* [Exercise aim]:
Pull every line that includes the word "costume" out of the data below and copy it.

Input section start

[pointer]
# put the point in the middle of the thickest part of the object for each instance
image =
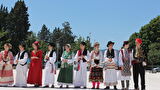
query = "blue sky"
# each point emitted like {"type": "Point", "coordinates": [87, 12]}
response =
{"type": "Point", "coordinates": [106, 20]}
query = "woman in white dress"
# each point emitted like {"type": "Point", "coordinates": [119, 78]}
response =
{"type": "Point", "coordinates": [50, 69]}
{"type": "Point", "coordinates": [125, 62]}
{"type": "Point", "coordinates": [82, 57]}
{"type": "Point", "coordinates": [111, 58]}
{"type": "Point", "coordinates": [21, 67]}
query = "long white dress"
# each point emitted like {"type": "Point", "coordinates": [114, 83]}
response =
{"type": "Point", "coordinates": [110, 70]}
{"type": "Point", "coordinates": [50, 69]}
{"type": "Point", "coordinates": [120, 76]}
{"type": "Point", "coordinates": [21, 70]}
{"type": "Point", "coordinates": [81, 74]}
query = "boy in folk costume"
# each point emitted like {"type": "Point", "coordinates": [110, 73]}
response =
{"type": "Point", "coordinates": [50, 69]}
{"type": "Point", "coordinates": [110, 57]}
{"type": "Point", "coordinates": [21, 67]}
{"type": "Point", "coordinates": [6, 61]}
{"type": "Point", "coordinates": [81, 58]}
{"type": "Point", "coordinates": [96, 72]}
{"type": "Point", "coordinates": [65, 76]}
{"type": "Point", "coordinates": [139, 64]}
{"type": "Point", "coordinates": [125, 62]}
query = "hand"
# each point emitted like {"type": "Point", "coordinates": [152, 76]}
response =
{"type": "Point", "coordinates": [110, 60]}
{"type": "Point", "coordinates": [16, 61]}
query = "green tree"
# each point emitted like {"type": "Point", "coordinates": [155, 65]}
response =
{"type": "Point", "coordinates": [44, 34]}
{"type": "Point", "coordinates": [18, 24]}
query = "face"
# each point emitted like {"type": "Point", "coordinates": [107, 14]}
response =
{"type": "Point", "coordinates": [21, 48]}
{"type": "Point", "coordinates": [50, 47]}
{"type": "Point", "coordinates": [34, 46]}
{"type": "Point", "coordinates": [67, 48]}
{"type": "Point", "coordinates": [82, 47]}
{"type": "Point", "coordinates": [126, 46]}
{"type": "Point", "coordinates": [6, 47]}
{"type": "Point", "coordinates": [137, 44]}
{"type": "Point", "coordinates": [96, 47]}
{"type": "Point", "coordinates": [110, 46]}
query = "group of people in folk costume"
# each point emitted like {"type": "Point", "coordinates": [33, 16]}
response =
{"type": "Point", "coordinates": [115, 64]}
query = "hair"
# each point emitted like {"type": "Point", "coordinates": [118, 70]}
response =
{"type": "Point", "coordinates": [68, 45]}
{"type": "Point", "coordinates": [9, 45]}
{"type": "Point", "coordinates": [96, 44]}
{"type": "Point", "coordinates": [125, 43]}
{"type": "Point", "coordinates": [83, 43]}
{"type": "Point", "coordinates": [23, 45]}
{"type": "Point", "coordinates": [52, 44]}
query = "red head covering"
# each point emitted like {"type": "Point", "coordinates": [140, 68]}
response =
{"type": "Point", "coordinates": [36, 43]}
{"type": "Point", "coordinates": [138, 40]}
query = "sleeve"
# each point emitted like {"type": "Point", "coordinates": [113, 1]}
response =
{"type": "Point", "coordinates": [120, 59]}
{"type": "Point", "coordinates": [87, 57]}
{"type": "Point", "coordinates": [0, 56]}
{"type": "Point", "coordinates": [52, 59]}
{"type": "Point", "coordinates": [40, 55]}
{"type": "Point", "coordinates": [24, 60]}
{"type": "Point", "coordinates": [11, 58]}
{"type": "Point", "coordinates": [15, 59]}
{"type": "Point", "coordinates": [76, 57]}
{"type": "Point", "coordinates": [71, 60]}
{"type": "Point", "coordinates": [115, 59]}
{"type": "Point", "coordinates": [105, 56]}
{"type": "Point", "coordinates": [131, 57]}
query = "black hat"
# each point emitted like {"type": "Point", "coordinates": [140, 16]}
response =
{"type": "Point", "coordinates": [110, 42]}
{"type": "Point", "coordinates": [51, 44]}
{"type": "Point", "coordinates": [83, 43]}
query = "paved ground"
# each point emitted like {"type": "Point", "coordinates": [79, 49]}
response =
{"type": "Point", "coordinates": [152, 83]}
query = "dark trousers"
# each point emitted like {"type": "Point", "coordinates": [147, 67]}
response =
{"type": "Point", "coordinates": [139, 69]}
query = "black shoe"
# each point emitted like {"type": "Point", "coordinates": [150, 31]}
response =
{"type": "Point", "coordinates": [67, 86]}
{"type": "Point", "coordinates": [93, 88]}
{"type": "Point", "coordinates": [46, 86]}
{"type": "Point", "coordinates": [52, 86]}
{"type": "Point", "coordinates": [36, 85]}
{"type": "Point", "coordinates": [107, 87]}
{"type": "Point", "coordinates": [115, 88]}
{"type": "Point", "coordinates": [85, 87]}
{"type": "Point", "coordinates": [61, 86]}
{"type": "Point", "coordinates": [77, 87]}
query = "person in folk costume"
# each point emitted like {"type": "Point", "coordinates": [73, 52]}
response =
{"type": "Point", "coordinates": [21, 66]}
{"type": "Point", "coordinates": [139, 64]}
{"type": "Point", "coordinates": [65, 76]}
{"type": "Point", "coordinates": [110, 56]}
{"type": "Point", "coordinates": [6, 62]}
{"type": "Point", "coordinates": [35, 69]}
{"type": "Point", "coordinates": [125, 62]}
{"type": "Point", "coordinates": [82, 58]}
{"type": "Point", "coordinates": [50, 69]}
{"type": "Point", "coordinates": [96, 72]}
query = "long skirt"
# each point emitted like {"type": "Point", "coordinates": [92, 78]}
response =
{"type": "Point", "coordinates": [96, 74]}
{"type": "Point", "coordinates": [65, 76]}
{"type": "Point", "coordinates": [21, 75]}
{"type": "Point", "coordinates": [81, 75]}
{"type": "Point", "coordinates": [110, 77]}
{"type": "Point", "coordinates": [6, 75]}
{"type": "Point", "coordinates": [49, 74]}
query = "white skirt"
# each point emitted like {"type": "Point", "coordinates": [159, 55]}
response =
{"type": "Point", "coordinates": [110, 77]}
{"type": "Point", "coordinates": [122, 78]}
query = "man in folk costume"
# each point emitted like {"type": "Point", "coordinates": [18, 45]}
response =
{"type": "Point", "coordinates": [65, 76]}
{"type": "Point", "coordinates": [139, 64]}
{"type": "Point", "coordinates": [21, 67]}
{"type": "Point", "coordinates": [125, 62]}
{"type": "Point", "coordinates": [82, 58]}
{"type": "Point", "coordinates": [50, 69]}
{"type": "Point", "coordinates": [111, 58]}
{"type": "Point", "coordinates": [96, 71]}
{"type": "Point", "coordinates": [6, 70]}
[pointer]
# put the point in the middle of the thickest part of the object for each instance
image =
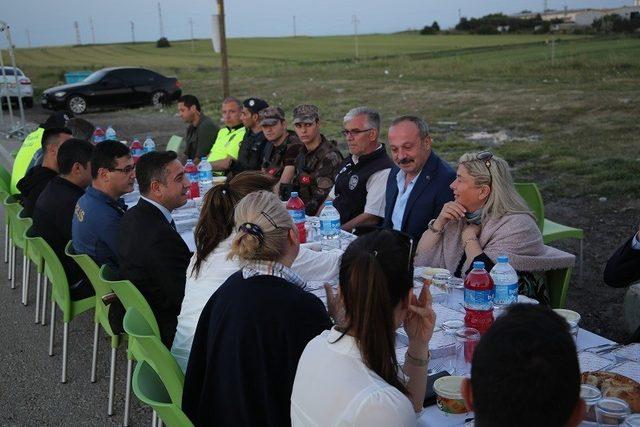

Input section end

* [Exercise result]:
query = "boy in folk costume"
query = "group of people in folk costume"
query = "person in folk costume"
query = "man in folk costume"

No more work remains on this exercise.